Excerpt to read below:

Fish is an ideal model to study the effect of toxins in aquatic environment (Iqbal et al., 2005) because their behaviors can be observed easily and can be quantified in controlled settings (Sindhe et al., 2007). Accumulation of pesticides in vital organs of fish like kidney, liver and muscles results in dysfunction and mortality of fishes (Srivastava and Kaushik, 2001). Diafenthiuron and its metabolites are toxic for live forms as it has been documented that diafenthiuron is photo chemically converted into a carbodiimide derivative within a few h after its exposure to sunlight (Keum et al., 2002) and these derivatives are much more powerful insecticide than its precursor (Ishaaya, 1993). Some of these chemicals are biologically degradable while rest becomes permanent part of aquatic environments as they are generally non-degradable and toxicological effects of these chemicals are extended to non- target organisms. Hence, there is a growing concern regarding the indiscriminate use of pesticides that is a serious threat to aquatic organisms (Weber et al., 2010). Diafenthiuron is among the very commonly used pesticides in Pakistan but we did not find any report in literature regarding its toxic effects on non target organisms. Although, there are reports regarding the detection of diafenthiuron in vegetables (okra, bitter gourd, brinjal, tomato, onion, cauliflower, and chilies) collected from local market in Sindh Province (Sheikh et al., 2013). During present study, we are reporting 5.67 mg/L of diafenthiuron to be LC50 value for C. idella. Our results are in contradiction with those documented by the manufacturers of this pesticide, syngenta, as they had reported 0.0038 mg/L of diafenthiuron as median lethal concentration at 96 h for carp (Tavares-dias and Moraes, 2004) indicating that either the reported information is too much generalized or carps have developed resistance against this pesticide with the passage of time.

Haematological parameters of fish assists in diagnosing adverse conditions and in understanding the relationship between blood characteristics, the health status of fish and their association with the (Heath, 1995). Data analysis indicated a significant increase in RBC count following 96 h exposure to diafenthiuron in all treatments (Table I). Haematocrit, haemoglobin and MCHC were also increased significantly in diafenthiuron treatments. It has been reported previously that an increase in RBC count and haemoglobin can occur in situations of acute stress as during such conditions adrenergic stimulations triggers spleen to contract and release large quantities of RBCs in circulating blood (Goede and Barton, 1990). These results are similar to Riaz-ul-Haq et al. (2018) as they have also reported increased RBC, hemoglobin, hematocrit, MCV and RBC distribution width in Labeo rohita after exposing it to sub lethal dose of 0.0075 mg L-1 of diafenthiuron for 4 days. These results are in agreement with those of Heath (1995) as he had reported a significant increase in RBCs count upon sub lethal fenvalerate administration to C. idella.

End of Excerpt to read.
Material shown below:

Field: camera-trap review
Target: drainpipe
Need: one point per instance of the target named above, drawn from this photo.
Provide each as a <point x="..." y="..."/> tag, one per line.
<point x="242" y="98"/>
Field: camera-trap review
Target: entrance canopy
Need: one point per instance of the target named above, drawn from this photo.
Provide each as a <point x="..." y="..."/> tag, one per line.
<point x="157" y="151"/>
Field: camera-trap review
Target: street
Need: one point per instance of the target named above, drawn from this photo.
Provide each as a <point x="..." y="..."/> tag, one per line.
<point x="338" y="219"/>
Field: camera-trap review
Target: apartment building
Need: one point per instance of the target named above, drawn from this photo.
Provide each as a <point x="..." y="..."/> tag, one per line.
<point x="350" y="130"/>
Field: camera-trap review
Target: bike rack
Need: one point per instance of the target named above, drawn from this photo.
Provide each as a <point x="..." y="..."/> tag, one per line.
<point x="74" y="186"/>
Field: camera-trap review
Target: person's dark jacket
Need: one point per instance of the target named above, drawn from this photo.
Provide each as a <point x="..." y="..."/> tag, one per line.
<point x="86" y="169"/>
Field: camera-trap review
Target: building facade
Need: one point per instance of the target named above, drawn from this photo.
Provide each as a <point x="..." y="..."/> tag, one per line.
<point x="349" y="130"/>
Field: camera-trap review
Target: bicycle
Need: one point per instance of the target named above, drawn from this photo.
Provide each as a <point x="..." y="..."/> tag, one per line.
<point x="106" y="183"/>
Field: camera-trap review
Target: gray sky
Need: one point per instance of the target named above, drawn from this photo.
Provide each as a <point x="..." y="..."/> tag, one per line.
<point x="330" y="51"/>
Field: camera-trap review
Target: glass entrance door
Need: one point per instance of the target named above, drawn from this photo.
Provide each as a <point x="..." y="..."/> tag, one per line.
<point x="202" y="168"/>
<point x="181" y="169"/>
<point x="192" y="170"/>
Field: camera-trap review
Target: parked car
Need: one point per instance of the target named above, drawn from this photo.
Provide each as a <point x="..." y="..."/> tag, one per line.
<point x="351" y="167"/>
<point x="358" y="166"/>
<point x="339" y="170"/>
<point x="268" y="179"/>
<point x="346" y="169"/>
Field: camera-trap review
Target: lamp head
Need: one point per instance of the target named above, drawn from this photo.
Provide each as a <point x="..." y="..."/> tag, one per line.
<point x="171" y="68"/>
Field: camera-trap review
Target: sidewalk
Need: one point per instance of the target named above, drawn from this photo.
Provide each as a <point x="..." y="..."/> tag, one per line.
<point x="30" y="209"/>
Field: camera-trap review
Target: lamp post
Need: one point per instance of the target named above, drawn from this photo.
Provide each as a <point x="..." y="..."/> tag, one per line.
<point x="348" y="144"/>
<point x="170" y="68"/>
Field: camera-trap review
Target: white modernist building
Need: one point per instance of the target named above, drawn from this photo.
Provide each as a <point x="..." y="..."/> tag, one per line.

End of Material shown.

**Work request:**
In the excerpt on diafenthiuron toxicity in fish, what LC50 value does the study report for C. idella?

**Completed task:**
5.67 mg/L